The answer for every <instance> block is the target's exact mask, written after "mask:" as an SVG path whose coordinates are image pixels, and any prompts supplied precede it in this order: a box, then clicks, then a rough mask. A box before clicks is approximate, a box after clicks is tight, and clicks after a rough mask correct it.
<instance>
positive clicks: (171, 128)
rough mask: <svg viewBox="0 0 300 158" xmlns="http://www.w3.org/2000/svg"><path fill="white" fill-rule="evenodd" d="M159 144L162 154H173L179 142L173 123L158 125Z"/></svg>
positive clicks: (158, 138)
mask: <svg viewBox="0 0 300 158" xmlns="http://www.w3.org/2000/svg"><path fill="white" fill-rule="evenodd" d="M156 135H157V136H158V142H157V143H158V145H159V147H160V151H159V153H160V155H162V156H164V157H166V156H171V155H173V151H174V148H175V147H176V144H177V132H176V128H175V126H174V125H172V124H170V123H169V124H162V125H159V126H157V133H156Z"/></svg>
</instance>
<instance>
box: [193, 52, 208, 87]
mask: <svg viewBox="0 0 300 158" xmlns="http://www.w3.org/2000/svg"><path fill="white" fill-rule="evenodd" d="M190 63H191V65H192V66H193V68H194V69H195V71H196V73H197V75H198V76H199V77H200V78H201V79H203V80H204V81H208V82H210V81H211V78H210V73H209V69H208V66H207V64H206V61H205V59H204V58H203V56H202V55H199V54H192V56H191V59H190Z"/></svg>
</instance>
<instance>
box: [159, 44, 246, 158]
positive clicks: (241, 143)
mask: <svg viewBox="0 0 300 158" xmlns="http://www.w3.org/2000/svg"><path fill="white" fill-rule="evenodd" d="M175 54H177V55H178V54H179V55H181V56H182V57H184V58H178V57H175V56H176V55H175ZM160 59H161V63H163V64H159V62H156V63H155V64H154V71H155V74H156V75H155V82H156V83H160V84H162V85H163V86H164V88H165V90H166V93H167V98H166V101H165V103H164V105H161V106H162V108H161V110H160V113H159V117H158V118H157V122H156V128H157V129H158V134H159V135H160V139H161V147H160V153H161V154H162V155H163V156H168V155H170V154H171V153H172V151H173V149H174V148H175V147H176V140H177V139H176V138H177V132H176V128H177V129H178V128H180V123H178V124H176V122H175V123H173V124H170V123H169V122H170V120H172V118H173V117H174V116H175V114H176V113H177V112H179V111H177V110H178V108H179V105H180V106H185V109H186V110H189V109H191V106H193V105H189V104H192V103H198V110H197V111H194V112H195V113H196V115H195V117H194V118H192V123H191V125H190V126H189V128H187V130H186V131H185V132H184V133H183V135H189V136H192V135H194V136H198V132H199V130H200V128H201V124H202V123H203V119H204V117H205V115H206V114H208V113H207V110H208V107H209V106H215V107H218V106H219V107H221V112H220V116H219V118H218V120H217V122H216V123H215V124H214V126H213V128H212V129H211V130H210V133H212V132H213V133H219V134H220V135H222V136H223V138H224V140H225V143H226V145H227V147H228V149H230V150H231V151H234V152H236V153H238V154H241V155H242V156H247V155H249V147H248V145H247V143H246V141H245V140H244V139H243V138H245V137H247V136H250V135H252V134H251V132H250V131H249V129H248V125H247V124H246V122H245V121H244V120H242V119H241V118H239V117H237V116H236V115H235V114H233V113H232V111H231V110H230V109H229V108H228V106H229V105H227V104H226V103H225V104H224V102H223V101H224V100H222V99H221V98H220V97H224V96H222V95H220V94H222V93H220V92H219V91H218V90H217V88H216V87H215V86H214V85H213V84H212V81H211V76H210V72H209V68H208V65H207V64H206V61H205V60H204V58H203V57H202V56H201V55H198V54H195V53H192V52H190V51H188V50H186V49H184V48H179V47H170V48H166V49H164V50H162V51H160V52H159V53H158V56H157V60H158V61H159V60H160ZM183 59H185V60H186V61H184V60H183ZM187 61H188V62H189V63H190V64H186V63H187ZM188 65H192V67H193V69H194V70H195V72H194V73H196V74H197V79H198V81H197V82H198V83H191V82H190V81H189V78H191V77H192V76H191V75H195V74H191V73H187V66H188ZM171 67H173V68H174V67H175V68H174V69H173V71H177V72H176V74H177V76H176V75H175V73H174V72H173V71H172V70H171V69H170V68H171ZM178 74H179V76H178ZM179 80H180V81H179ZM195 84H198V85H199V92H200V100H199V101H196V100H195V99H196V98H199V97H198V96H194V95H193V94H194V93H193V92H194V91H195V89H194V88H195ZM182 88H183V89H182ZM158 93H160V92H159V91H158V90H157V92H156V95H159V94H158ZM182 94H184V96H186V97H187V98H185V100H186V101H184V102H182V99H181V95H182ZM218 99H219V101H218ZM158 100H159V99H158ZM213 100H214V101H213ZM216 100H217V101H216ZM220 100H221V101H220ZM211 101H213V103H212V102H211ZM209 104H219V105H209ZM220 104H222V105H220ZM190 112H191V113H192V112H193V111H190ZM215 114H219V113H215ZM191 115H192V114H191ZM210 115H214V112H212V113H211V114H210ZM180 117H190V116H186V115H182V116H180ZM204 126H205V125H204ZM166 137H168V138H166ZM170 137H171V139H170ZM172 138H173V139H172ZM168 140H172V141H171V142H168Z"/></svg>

******

PROBLEM:
Reproduce verbatim only this range: the first line of the material through the line that contains "rough mask: <svg", inclusive.

TASK SOLUTION:
The answer for every <instance> block is the target's exact mask, written after "mask:" as an SVG path whose coordinates are image pixels, and any prompts supplied precede it in this order: a box, then clicks, then a rough mask. A box before clicks is approximate, a box after clicks is tight, and clicks after a rough mask correct it.
<instance>
positive clicks: (171, 128)
rough mask: <svg viewBox="0 0 300 158" xmlns="http://www.w3.org/2000/svg"><path fill="white" fill-rule="evenodd" d="M159 144L162 154H173L179 142L173 123L158 125Z"/></svg>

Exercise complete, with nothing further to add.